=== Task objective ===
Without the pictures, set down the records below word for word.

=== Listed entries ===
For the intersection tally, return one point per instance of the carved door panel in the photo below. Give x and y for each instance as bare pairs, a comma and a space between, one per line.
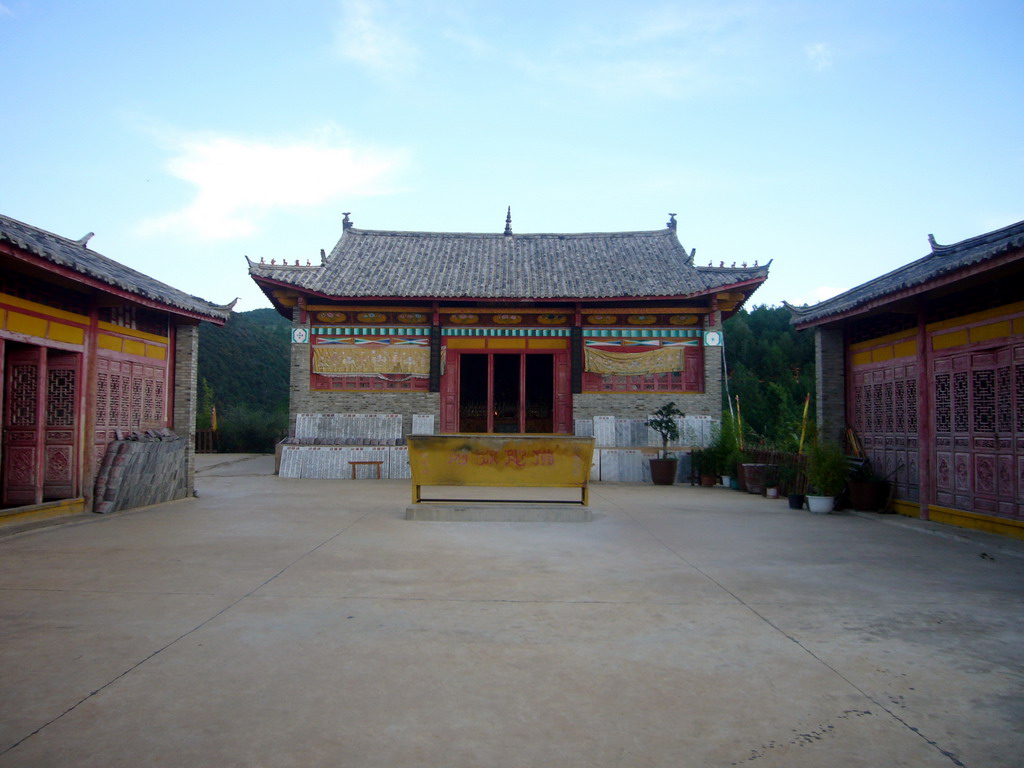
450, 394
563, 394
979, 452
60, 457
22, 427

=== Reply to the task ===
For the intersection tally, return one point per instance of the carved door panel in the photo below. Give x and y for each instance as bare pairs, a comma and a space between, one per line.
450, 394
563, 394
979, 452
60, 457
22, 427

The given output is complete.